**Information supplied**
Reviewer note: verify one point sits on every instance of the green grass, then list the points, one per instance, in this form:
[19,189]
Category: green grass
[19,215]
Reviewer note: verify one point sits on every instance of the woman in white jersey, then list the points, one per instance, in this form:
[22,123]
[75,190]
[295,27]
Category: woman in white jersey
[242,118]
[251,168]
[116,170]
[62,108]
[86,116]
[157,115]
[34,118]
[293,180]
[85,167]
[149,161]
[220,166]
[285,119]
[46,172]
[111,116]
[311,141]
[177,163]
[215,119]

**Directions**
Copy all of the lines above word for word.

**Result of this task**
Reviewer note: verify one point sits on every instance of the green grass, then list the points, one per instance, in this form:
[19,189]
Category: green grass
[19,215]
Reviewer note: verify one point sits on every instance of the woman in white jersey, then list the points, one per instance, in this form:
[22,123]
[75,190]
[295,27]
Category: woman in white jersey
[242,118]
[251,168]
[116,170]
[62,108]
[86,116]
[157,115]
[34,118]
[293,180]
[85,167]
[149,161]
[220,166]
[285,119]
[46,172]
[111,116]
[311,141]
[177,163]
[215,119]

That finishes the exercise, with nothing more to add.